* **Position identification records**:
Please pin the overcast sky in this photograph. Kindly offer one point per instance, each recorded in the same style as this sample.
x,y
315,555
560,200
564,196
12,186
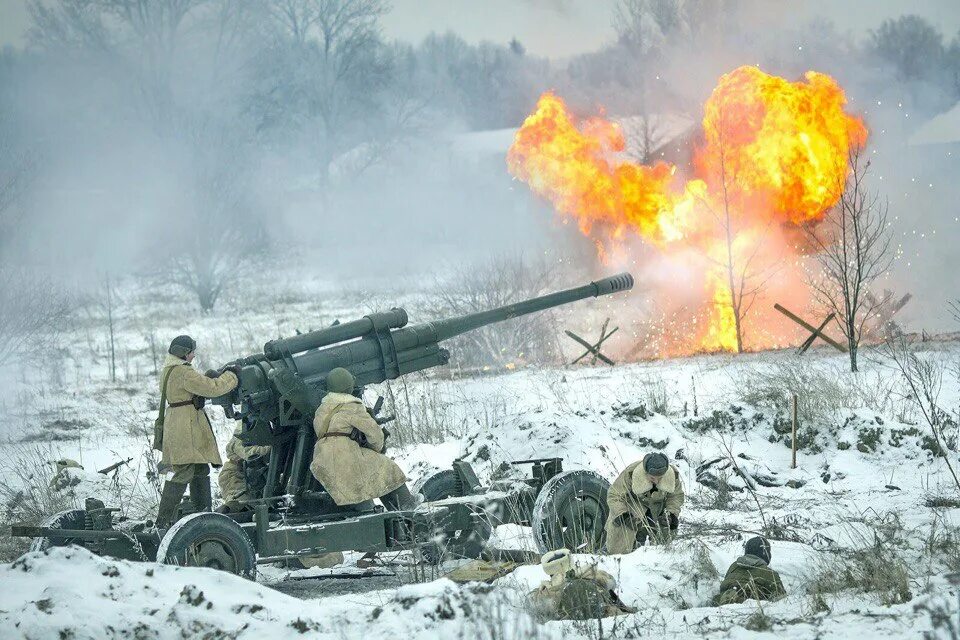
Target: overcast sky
x,y
559,28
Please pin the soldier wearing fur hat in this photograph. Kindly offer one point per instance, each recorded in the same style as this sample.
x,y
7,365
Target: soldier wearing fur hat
x,y
185,436
575,593
750,576
644,502
348,458
232,477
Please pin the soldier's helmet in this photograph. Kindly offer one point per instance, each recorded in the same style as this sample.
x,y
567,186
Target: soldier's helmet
x,y
556,562
581,599
181,346
759,547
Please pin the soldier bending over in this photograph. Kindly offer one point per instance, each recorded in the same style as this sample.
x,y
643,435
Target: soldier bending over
x,y
644,501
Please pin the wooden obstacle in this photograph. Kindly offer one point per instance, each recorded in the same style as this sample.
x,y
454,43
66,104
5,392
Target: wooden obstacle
x,y
593,349
815,332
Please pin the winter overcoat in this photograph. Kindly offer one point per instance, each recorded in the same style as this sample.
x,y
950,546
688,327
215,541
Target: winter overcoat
x,y
187,435
351,473
748,578
578,594
632,493
233,484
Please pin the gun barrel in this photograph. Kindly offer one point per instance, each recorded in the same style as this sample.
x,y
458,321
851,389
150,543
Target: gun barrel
x,y
393,319
446,329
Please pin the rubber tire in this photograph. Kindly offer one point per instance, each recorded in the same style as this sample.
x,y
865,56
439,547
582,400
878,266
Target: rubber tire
x,y
69,519
551,503
463,544
208,526
440,485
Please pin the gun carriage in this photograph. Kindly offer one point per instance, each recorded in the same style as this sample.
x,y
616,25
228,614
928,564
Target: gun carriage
x,y
294,517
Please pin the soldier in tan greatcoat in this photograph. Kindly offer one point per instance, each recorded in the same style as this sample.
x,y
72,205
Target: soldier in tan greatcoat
x,y
644,501
348,458
188,444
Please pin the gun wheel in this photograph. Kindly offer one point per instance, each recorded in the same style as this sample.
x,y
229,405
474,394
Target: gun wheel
x,y
448,545
210,540
571,512
69,519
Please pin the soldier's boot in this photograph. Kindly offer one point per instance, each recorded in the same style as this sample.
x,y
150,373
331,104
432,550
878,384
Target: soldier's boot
x,y
400,499
200,493
169,503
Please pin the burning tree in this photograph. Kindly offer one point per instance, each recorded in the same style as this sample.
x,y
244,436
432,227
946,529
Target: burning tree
x,y
853,249
771,152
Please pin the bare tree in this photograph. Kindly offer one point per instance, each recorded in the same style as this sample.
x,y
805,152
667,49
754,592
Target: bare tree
x,y
325,71
30,306
853,249
743,273
220,237
31,309
924,378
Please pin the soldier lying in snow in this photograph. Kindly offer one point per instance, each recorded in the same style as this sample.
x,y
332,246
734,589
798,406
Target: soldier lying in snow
x,y
348,458
575,593
644,501
750,577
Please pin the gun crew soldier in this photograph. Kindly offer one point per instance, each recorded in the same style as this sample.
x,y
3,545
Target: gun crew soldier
x,y
348,458
750,576
232,478
644,502
183,431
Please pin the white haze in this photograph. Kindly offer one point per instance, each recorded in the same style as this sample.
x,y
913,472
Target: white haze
x,y
124,150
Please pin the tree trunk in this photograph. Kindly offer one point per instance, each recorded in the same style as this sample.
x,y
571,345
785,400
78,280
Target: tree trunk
x,y
113,350
852,345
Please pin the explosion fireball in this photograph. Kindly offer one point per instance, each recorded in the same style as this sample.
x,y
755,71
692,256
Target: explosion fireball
x,y
773,157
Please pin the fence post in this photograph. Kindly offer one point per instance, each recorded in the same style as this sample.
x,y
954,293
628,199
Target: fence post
x,y
793,433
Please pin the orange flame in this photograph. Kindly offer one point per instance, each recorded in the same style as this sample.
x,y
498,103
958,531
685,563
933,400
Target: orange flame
x,y
773,151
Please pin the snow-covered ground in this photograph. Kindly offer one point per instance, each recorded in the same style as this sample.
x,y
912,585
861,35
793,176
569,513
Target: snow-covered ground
x,y
866,486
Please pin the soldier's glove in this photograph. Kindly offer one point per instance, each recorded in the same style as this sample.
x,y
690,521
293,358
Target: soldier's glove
x,y
359,437
625,520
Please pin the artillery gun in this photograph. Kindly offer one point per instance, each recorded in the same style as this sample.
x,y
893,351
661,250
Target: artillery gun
x,y
294,517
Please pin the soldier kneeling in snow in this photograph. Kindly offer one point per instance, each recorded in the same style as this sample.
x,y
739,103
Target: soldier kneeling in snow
x,y
750,577
644,501
348,458
575,593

* **GIVEN EXERCISE**:
Reproduce the listing above exactly, excluding all pictures.

* **IN RESPONSE**:
Please pin the overcast sky in this photograph. Kindly offer one point per instance, each recorded in the same style as this sample.
x,y
315,555
560,200
564,196
12,186
Target: overcast sky
x,y
559,28
Please pin the soldier wearing fur hat in this photograph. Kindly offer one point per instance, each recorded in the same style as this sample.
x,y
7,365
Target: soldier wearing fur hat
x,y
185,436
575,593
750,576
644,502
348,458
232,477
Please pin the soldier's helmet in this photograph. Kindly offer one point per instance, each recorded in the same style as this sample.
x,y
567,186
Target: soldier's helmet
x,y
556,562
581,599
181,346
759,547
Please pin the soldier bending over in this photograph. Kindly offer one point per instance, each recorded in the same style as this sample.
x,y
643,435
Target: soldier bending over
x,y
644,501
Please pin the wooden obstacle in this photograph. Kindly offer one point per instance, each recorded in the same style as this sample.
x,y
454,43
66,104
5,392
Target: wooden obstacle
x,y
593,349
815,332
Please pin the winter overcoat in this photograph. Kindly offer one point per instance, each recorded in the same style as this sample.
x,y
950,546
688,327
215,541
Target: winter overcoat
x,y
187,435
351,473
748,578
578,594
632,493
233,484
Please pin the gun barrel in this photograph. Kindly offer one point per instance, each recorded in the same style as this sample.
x,y
458,321
851,389
150,543
Target: gun barrel
x,y
393,319
446,329
Please pin the rubber tire in this photograph. Kindly offer one point per instance, each recorded in the same style as this sample.
x,y
865,56
439,547
582,400
878,266
Target: rubber tire
x,y
69,519
551,503
463,544
208,526
440,485
Please pin the gun carriage in this photograph. Kindly offer one point per instance, each recorded in the same style as this sample.
x,y
616,25
228,614
928,564
Target: gun carriage
x,y
294,517
Please pin the soldier in tan greatcoat in this photograph. Kindly offer one point per instance, each recorded in the same style as this sample.
x,y
72,205
Target: soldier in tan greatcoat
x,y
644,501
348,458
188,444
Please pin the gun wheel in this photograph. Kindly offer one point per instance, each recorded in the same style as this sample.
x,y
229,405
474,394
Target: gun wheel
x,y
448,545
210,540
571,512
69,519
Please pin the soldier's boot in this photograph. Kindly offer one point per instance, each recorded in the same style as this sample.
x,y
150,373
331,104
432,550
878,384
Target: soldier's boot
x,y
400,499
200,493
169,503
Please pin the burning tree in this photograph. Kindly offer one point per instance, each recorded in the same style as this sample.
x,y
244,436
432,227
946,529
Target: burning tree
x,y
853,249
771,152
Please pin the bare tree in this photograph. Kindly offer one point per instance, each recorded in the same style as this sample.
x,y
805,152
667,49
754,592
Target: bare tree
x,y
325,71
30,306
853,249
743,273
220,237
31,309
924,378
Please pin the soldier lying in snow in this photograph. Kindly offer one point per instance, each recorded in the same style as this sample.
x,y
332,246
734,589
798,406
Target: soldier lying in snow
x,y
348,458
575,593
644,501
750,577
Please pin the gun crew soldier in this photograph. Kindly offer one point per instance, each recorded in the same style as this sample.
x,y
3,545
Target: gun crew soldier
x,y
348,458
750,576
232,478
644,502
183,431
Please pin the white haze in this photograph. Kindly offer one point per instance, each recorded in the same style as this sample.
x,y
913,472
Target: white haze
x,y
124,150
Please pin the tree trunk in this photograph. Kindly offer one point per instance, each recorded in the same style as this sample.
x,y
571,345
785,400
78,280
Target: tree trunk
x,y
113,350
852,345
Please pin the explosion fireball in this photograph. Kindly offer one point per instance, each recorded in the same style as this sample.
x,y
755,71
692,256
Target: explosion fireball
x,y
773,157
Please pin the fence post in this photograph. Kindly offer one point per instance, each recorded in the same style as this sample.
x,y
954,293
628,199
Target: fence post
x,y
793,433
Please pin the orange flame in this photograph. Kindly offer one point per instance, each recorded in the same style as this sample.
x,y
498,103
958,531
685,563
933,400
Target: orange flame
x,y
773,151
Please pin the snow-covered ground in this photograph. Kindly offer one point per instance, each recorded in the same style as this sample.
x,y
912,585
861,35
793,176
569,513
Target: snow-covered ground
x,y
866,486
Please pin the soldier's glove in this photograph. Kindly offer one point per instance, each recorded in the same style as this sample.
x,y
690,521
293,358
Target: soldier's glove
x,y
359,437
625,520
Please pin the artillery gun in this photograph. Kindly offer one point per instance, each recorded in the same style as this sample.
x,y
893,351
661,250
Target: artillery gun
x,y
294,517
Please pin the soldier kneeling in snow in this photograph. Kindly offer one point per instance, each recorded in the same style as this sample.
x,y
739,103
Target: soldier kneeling in snow
x,y
750,577
644,501
348,458
575,593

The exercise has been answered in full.